- WHAT TO WORK ON: Restate the following entries exactly, including every line.

- DATA FOR THE TASK:

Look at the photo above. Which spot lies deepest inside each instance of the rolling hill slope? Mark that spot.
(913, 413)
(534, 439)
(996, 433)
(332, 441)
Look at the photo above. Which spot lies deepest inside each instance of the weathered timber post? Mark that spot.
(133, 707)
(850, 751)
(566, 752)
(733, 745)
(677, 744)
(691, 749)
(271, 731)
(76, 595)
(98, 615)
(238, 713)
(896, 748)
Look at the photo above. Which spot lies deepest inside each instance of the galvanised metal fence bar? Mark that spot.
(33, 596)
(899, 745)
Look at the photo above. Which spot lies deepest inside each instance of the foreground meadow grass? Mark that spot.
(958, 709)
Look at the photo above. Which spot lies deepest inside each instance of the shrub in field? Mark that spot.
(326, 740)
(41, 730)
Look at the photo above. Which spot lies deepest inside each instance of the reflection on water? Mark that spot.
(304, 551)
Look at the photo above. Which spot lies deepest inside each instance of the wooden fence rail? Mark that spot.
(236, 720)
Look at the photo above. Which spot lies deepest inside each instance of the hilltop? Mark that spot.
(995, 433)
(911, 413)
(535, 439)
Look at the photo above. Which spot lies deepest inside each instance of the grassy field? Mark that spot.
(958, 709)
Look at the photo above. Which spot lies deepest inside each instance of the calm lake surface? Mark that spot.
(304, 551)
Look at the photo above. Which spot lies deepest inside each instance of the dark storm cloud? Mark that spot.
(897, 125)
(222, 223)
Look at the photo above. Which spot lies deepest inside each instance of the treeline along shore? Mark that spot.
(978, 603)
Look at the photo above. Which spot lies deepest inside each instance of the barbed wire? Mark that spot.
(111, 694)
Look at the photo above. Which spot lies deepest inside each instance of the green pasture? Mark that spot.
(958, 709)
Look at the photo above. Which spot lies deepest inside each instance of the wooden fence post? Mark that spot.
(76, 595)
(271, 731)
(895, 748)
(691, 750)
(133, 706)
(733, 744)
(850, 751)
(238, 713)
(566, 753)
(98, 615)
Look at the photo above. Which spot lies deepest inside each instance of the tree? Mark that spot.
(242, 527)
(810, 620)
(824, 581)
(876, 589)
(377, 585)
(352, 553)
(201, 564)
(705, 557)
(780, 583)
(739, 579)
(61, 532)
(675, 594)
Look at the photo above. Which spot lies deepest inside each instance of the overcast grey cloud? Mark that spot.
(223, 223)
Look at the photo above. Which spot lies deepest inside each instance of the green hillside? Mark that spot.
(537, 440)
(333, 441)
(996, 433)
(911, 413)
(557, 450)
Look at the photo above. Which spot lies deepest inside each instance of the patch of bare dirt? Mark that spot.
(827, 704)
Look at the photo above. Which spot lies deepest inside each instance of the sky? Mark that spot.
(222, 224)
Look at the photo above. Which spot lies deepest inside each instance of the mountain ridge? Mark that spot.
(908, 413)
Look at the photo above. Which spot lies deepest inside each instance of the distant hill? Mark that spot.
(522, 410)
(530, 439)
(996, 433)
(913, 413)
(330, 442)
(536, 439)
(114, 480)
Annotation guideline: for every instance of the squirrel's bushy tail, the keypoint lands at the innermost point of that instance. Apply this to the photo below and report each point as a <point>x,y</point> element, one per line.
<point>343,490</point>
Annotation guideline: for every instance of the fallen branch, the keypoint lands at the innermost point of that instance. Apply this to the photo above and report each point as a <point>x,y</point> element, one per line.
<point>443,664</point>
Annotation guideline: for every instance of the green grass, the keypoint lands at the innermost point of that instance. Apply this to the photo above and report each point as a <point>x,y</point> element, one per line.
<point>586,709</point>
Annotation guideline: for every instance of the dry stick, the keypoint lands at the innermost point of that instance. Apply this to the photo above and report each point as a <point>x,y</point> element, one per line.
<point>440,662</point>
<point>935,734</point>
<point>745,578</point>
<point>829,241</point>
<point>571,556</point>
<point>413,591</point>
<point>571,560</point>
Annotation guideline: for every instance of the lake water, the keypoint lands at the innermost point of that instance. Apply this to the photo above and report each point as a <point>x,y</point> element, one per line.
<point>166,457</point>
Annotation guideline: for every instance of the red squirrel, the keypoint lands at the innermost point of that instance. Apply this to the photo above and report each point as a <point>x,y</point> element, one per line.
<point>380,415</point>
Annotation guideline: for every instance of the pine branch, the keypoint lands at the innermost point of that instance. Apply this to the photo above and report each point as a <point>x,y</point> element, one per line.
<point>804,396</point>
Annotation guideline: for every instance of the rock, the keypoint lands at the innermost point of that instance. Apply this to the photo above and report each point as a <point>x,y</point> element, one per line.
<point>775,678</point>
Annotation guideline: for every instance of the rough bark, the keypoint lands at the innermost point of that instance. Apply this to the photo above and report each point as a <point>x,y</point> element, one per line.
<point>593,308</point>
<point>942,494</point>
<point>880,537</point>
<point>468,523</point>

- FINISHED TASK:
Look at the photo above. Which spot lies deepest inside each instance of the rolling hill slope? Mark that spot.
(913, 413)
(534, 439)
(996, 433)
(332, 441)
Look at the photo above. Which spot lies deepest inside each instance of the weathered timber post? Mark that spot.
(133, 707)
(850, 751)
(566, 752)
(733, 745)
(677, 744)
(691, 749)
(271, 731)
(76, 595)
(98, 615)
(238, 713)
(896, 748)
Look at the photo above. Which spot lies deepest inside each instance of the galvanised metal fence bar? Mark that spot.
(33, 596)
(899, 745)
Look at the photo above. Which spot lies deepest inside each instance of the foreground meadow grass? Mark that spot.
(958, 709)
Look at the photo above. Which spot lies deepest inside each instance of the shrub in field? Mark that spot.
(326, 740)
(41, 730)
Look at the photo above. Which spot lies deepest inside each instance of the reflection on water? Mark that spot.
(304, 551)
Look at the photo above. Which spot lies deepest inside each instance of the wooden fence rail? Mark that spot.
(236, 720)
Look at the photo above. Which spot lies deepest inside each instance of the hilltop? Mark that spot.
(995, 433)
(911, 413)
(535, 439)
Look at the photo above. Which spot lies deepest inside each instance of the grassy field? Mark that spot.
(958, 709)
Look at the photo above. Which spot lies deepest inside each instance of the calm lake surface? Mark that spot.
(304, 551)
Look at the photo above. Which spot lies deepest inside each instance of the dark storm cloud? Mark that spot.
(897, 125)
(222, 223)
Look at the photo above. Which spot lies deepest inside each instance of the treeline along shore? Mark that spot.
(978, 603)
Look at the photo above. Which spot lies deepest inside each instance of the barbed wire? Mark that spot.
(111, 694)
Look at the photo above. Which spot lies deepest inside each instance of the green pasture? Mark that spot.
(958, 709)
Look at the photo above. Which spot lies deepest inside each instance of the wooden fence post? Mark that spot.
(76, 595)
(271, 731)
(895, 748)
(691, 750)
(133, 706)
(733, 744)
(850, 751)
(238, 713)
(566, 753)
(98, 615)
Look at the photo above. Which spot lies deepest inside each instance of the tree? Mark that spot.
(242, 527)
(810, 620)
(824, 581)
(876, 589)
(377, 585)
(352, 553)
(201, 564)
(705, 557)
(780, 583)
(739, 579)
(61, 532)
(675, 594)
Look at the photo above. Which spot lies deepest inside each instance of the overcast grey cloud? Mark that spot.
(223, 223)
Look at the photo above. Which spot lies deepest inside each instance of the green hillside? Mark that spot.
(537, 440)
(333, 441)
(996, 433)
(911, 413)
(557, 450)
Look at the photo above. Which spot lies deepest inside each instance of the patch of bare dirt? Mark that spot.
(827, 704)
Look at the photo above. Which spot lies deepest inside each instance of the sky? Mark that spot.
(222, 224)
Look at the photo above. Which spot lies deepest inside each instance of the mountain ridge? Mark that spot.
(908, 413)
Look at the photo above. Which spot lies deepest inside each instance of the distant hill? Mark that spot.
(522, 410)
(530, 439)
(996, 433)
(913, 413)
(330, 442)
(536, 439)
(114, 480)
Annotation guideline: for every instance of the squirrel's bushy tail, the keypoint lands at the innermost point of that instance. Apply this to the photo below and report each point as a <point>x,y</point> element, one per line.
<point>343,490</point>
Annotation guideline: for every instance of the fallen branch, the keypoint lands at the innermost point of that instance. Apply this to the photo above and report each point as a <point>x,y</point> element, one per line.
<point>443,664</point>
Annotation guideline: for every instance of the green grass, the keypoint lands at the innermost point of that instance. Apply this to the photo above and report each point as a <point>x,y</point> element, one per line.
<point>586,709</point>
Annotation guideline: for every instance of the dry stick, the keypoint lands at the innermost point of that instance. Apply this to the photo above and report each point as a <point>x,y</point> element, one per line.
<point>440,662</point>
<point>935,734</point>
<point>745,578</point>
<point>829,241</point>
<point>571,556</point>
<point>413,591</point>
<point>571,560</point>
Annotation guideline: for every instance of the lake water, the keypoint lands at the innermost point of that instance. Apply this to the photo above and report each point as a <point>x,y</point> element, one per line.
<point>166,457</point>
Annotation guideline: for every instance of the red squirrel, the keypoint lands at the innermost point of that instance. Apply this to the photo above and report each point as a <point>x,y</point> element, one per line.
<point>380,415</point>
Annotation guideline: for every instance of the pine branch, the keypoint lands at the innermost point of that instance. Apply this to the photo above and report each point as a <point>x,y</point> element, one per line.
<point>804,396</point>
Annotation guideline: for every instance of the rock, the keypoint lands at the innermost point of that instance. Apply this to the photo above and report each point as a <point>x,y</point> element, one per line.
<point>775,678</point>
Annotation guideline: for every instance of the rough bark, the keypoint lands at the innermost point of that instance. Apply this to the photo above and report each point as a <point>x,y</point> element, one per line.
<point>593,308</point>
<point>942,494</point>
<point>880,537</point>
<point>468,523</point>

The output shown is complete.